§ **Given information**:

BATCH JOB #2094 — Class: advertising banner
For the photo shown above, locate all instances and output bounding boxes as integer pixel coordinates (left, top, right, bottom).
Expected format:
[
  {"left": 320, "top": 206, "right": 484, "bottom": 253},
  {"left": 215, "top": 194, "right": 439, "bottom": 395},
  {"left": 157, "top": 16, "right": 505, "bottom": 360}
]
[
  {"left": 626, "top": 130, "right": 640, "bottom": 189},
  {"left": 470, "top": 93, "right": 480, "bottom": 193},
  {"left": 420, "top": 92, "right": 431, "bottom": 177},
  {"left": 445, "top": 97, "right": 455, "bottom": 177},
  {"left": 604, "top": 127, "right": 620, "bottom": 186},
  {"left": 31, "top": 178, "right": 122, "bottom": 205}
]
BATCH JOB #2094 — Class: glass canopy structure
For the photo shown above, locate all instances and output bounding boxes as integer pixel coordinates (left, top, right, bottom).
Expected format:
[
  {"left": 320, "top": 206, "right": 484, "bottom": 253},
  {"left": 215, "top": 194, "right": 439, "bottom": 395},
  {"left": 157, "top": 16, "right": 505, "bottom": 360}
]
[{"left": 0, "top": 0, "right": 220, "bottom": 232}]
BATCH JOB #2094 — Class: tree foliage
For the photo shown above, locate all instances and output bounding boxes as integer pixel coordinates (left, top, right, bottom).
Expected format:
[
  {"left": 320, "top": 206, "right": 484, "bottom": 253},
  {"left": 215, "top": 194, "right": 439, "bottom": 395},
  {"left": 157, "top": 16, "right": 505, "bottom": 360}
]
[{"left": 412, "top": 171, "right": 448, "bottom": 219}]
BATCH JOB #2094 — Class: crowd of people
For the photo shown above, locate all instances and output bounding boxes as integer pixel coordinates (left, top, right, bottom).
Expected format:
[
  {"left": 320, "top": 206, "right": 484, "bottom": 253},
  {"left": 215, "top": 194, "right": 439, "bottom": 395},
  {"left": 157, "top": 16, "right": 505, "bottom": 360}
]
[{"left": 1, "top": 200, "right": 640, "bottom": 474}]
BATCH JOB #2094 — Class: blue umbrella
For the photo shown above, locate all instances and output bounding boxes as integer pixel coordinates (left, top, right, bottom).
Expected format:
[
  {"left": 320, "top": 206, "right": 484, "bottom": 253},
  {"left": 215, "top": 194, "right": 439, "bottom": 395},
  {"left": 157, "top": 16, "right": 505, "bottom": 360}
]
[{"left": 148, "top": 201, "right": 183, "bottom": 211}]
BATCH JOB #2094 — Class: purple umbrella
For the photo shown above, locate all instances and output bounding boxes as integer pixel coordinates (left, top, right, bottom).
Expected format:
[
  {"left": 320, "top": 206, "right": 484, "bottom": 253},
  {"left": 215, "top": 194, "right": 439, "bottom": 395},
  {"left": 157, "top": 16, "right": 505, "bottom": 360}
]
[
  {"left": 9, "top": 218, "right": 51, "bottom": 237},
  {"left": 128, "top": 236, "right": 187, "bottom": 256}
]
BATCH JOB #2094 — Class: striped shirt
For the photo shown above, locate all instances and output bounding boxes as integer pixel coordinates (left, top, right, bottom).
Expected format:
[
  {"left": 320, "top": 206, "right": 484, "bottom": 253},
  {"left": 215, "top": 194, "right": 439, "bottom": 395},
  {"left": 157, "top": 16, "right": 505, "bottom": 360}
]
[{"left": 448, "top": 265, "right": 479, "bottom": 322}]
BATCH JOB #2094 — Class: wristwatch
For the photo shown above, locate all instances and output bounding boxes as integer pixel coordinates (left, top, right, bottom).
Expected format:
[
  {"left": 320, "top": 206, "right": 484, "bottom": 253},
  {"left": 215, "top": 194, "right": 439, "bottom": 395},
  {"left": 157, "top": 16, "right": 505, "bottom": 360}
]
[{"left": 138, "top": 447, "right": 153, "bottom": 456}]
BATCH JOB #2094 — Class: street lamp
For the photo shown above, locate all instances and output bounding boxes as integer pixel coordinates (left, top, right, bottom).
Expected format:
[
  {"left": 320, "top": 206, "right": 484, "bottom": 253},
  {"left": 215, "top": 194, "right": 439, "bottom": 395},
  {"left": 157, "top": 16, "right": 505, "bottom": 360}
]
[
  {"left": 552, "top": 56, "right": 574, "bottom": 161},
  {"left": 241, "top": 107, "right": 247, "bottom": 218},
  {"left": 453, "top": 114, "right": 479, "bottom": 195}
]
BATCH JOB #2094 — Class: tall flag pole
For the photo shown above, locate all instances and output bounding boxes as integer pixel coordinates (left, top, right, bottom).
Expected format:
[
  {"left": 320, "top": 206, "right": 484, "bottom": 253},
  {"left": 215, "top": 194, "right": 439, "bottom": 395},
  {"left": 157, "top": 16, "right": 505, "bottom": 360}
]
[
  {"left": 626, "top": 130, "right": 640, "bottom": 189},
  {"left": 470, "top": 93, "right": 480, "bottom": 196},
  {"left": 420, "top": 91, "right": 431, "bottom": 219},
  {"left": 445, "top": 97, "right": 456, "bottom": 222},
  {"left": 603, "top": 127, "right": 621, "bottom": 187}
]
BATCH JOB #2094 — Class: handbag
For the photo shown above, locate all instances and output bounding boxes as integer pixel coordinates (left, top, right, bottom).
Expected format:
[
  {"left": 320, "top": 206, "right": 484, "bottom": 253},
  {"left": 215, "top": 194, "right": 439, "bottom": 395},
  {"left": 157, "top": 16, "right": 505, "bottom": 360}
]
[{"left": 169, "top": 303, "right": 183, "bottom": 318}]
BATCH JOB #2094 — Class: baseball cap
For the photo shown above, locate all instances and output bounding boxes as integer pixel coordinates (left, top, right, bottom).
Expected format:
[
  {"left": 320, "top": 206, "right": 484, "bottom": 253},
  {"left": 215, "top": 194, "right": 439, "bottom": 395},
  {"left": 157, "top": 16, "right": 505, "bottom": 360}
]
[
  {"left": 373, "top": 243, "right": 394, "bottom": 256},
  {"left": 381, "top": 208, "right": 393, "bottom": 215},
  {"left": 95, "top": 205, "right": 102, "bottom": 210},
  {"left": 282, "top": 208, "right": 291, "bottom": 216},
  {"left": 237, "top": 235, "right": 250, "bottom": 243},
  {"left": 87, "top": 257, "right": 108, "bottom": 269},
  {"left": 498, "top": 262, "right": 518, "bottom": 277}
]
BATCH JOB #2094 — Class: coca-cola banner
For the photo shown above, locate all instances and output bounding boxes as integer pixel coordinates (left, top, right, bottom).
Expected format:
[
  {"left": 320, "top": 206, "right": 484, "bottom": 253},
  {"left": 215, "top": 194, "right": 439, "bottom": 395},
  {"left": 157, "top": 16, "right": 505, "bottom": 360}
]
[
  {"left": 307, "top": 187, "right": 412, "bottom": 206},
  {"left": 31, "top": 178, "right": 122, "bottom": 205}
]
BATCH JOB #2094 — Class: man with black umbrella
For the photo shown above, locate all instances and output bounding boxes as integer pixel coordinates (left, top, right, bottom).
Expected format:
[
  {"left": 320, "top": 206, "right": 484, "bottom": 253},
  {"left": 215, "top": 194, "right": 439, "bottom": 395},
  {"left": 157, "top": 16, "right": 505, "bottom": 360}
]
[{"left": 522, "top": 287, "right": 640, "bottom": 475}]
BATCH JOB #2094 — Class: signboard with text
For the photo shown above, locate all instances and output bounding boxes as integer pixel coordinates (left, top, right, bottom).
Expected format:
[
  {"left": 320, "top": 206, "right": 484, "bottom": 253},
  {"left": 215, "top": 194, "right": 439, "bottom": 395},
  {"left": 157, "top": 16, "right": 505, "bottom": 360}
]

§ **What is being asked**: Wherever the string "umbrella" occurs in the data, copy the line that holds it.

§ **Task result**:
BATCH JOB #2094 — Class: blue umbrella
BATCH JOB #2094 — Class: purple umbrella
BATCH JOB #2094 — Class: man with black umbrella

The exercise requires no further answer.